## WHAT IS REQUIRED:
Omit every picture, then give all the entries again exactly.

## DATA EXTRACT:
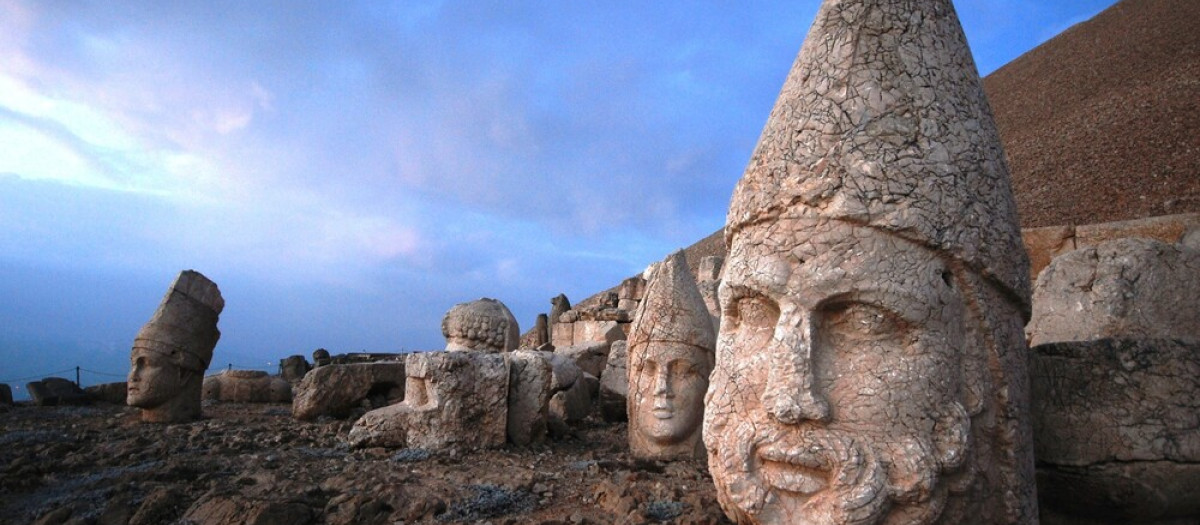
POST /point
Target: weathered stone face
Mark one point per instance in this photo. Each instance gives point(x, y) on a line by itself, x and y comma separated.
point(870, 366)
point(670, 357)
point(670, 386)
point(832, 384)
point(484, 325)
point(173, 349)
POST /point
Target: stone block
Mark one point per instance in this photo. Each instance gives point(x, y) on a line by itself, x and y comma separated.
point(108, 392)
point(1116, 426)
point(562, 335)
point(531, 378)
point(246, 386)
point(336, 390)
point(1168, 229)
point(55, 391)
point(1045, 243)
point(1129, 288)
point(453, 399)
point(293, 368)
point(591, 356)
point(615, 384)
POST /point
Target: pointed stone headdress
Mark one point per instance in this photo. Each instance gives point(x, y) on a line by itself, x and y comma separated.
point(672, 311)
point(185, 326)
point(883, 122)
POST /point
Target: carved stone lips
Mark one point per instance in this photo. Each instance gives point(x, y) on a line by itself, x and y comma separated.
point(796, 470)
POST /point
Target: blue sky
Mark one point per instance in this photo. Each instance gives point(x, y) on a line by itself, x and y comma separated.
point(347, 172)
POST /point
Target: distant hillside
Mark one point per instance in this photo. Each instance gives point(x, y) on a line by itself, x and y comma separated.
point(1103, 121)
point(1101, 124)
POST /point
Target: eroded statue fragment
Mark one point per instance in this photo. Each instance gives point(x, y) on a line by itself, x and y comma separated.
point(453, 399)
point(484, 325)
point(870, 361)
point(670, 357)
point(173, 349)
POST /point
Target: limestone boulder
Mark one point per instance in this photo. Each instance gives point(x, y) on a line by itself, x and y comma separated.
point(337, 390)
point(615, 384)
point(453, 399)
point(571, 405)
point(1128, 288)
point(293, 368)
point(531, 378)
point(246, 386)
point(1116, 426)
point(108, 392)
point(55, 391)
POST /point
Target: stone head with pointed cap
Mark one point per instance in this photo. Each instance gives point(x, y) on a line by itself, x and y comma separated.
point(670, 357)
point(173, 349)
point(870, 364)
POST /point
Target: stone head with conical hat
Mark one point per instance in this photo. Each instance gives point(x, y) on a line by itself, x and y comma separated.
point(670, 357)
point(870, 366)
point(173, 349)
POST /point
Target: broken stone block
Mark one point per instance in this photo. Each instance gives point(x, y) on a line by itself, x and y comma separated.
point(246, 386)
point(337, 390)
point(871, 366)
point(451, 399)
point(615, 384)
point(1116, 426)
point(55, 391)
point(293, 368)
point(563, 335)
point(670, 358)
point(1128, 288)
point(558, 306)
point(589, 356)
point(108, 392)
point(574, 404)
point(531, 378)
point(173, 350)
point(483, 325)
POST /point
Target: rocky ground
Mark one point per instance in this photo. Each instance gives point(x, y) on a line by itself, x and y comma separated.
point(256, 464)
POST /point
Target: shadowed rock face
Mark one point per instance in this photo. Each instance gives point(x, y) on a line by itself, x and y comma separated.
point(670, 357)
point(173, 349)
point(1115, 422)
point(870, 361)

## EXERCISE RESULT:
POST /point
Target: weathered stone face
Mark one point per instance in this photo. Each instance gives point(x, y) on a line by itself, x and y comma separated.
point(870, 366)
point(670, 357)
point(670, 386)
point(832, 384)
point(484, 325)
point(173, 349)
POST /point
Target: stone block
Mark one point per instance in this photo. Each instance gives point(x, y) on a line by itself, x and y comma separated.
point(108, 392)
point(1116, 426)
point(562, 335)
point(531, 378)
point(246, 386)
point(336, 390)
point(1168, 229)
point(55, 391)
point(1045, 243)
point(1129, 288)
point(453, 399)
point(293, 368)
point(591, 356)
point(615, 384)
POST /point
Target: pointed stone headdress
Mark one point per instance in this photo. Each instance gives point(x, y) on a line by itself, x and y comma separated.
point(672, 311)
point(185, 326)
point(883, 122)
POST /point
Target: carved stone lips
Mark one point per instance in this photo. Each instance gives point(x, y) on a line by itself, x and y comma separated.
point(796, 470)
POST /point
Target: blue sky
Mark one point per instance in this photo. Each instance gives point(x, y) on a line by itself, x and y comma separated.
point(347, 172)
POST /point
Target: distant hillside
Mark one point per instance in this photo. Each instance gives point(x, y) on a line by itself, x and y comma separated.
point(1103, 121)
point(1101, 124)
POST /point
Target: eroded statue fragment
Mark one point per instance in this photo. Each instance gives point(x, y) on a line by itself, x and y comma separated.
point(453, 399)
point(484, 325)
point(870, 361)
point(670, 357)
point(173, 349)
POST /point
Target: limestone boulder
Mark one point per instance in this photo. Each instance gives point(x, y) on a line by itself, x and y comma separated.
point(337, 390)
point(615, 384)
point(453, 399)
point(571, 405)
point(1128, 288)
point(293, 368)
point(531, 378)
point(246, 386)
point(1116, 426)
point(108, 392)
point(55, 391)
POST /point
Target: stone head with pointed cap
Mark one point per instance in this photo. Each instance gives point(x, y) on a line by itself, x and y comma separated.
point(670, 357)
point(173, 349)
point(870, 364)
POST /point
Target: stone head with conical hat
Mark one point per instance in this photo. Each instance gives point(x, y) on a line by itself, x and y comma separated.
point(670, 357)
point(870, 366)
point(173, 349)
POST /point
Target: broken stone block
Mark one point per instance in this photo. Each instance gives point(x, y) on a line by itself, x and y comma separated.
point(246, 386)
point(337, 390)
point(871, 366)
point(451, 399)
point(615, 384)
point(1116, 426)
point(55, 391)
point(293, 368)
point(563, 335)
point(670, 358)
point(1128, 288)
point(558, 306)
point(589, 356)
point(108, 392)
point(574, 404)
point(531, 378)
point(173, 350)
point(483, 325)
POST /point
Target: rocky ground
Mark one point per instance in this photo. Each instance gives point(x, y) on a line by itself, x and y comma separated.
point(256, 464)
POST /point
Target: shadowed rock face
Mark one point per instance in this photo. Each instance gives point(x, y) on a line by itself, x and y comma separated.
point(670, 357)
point(173, 349)
point(1115, 422)
point(870, 361)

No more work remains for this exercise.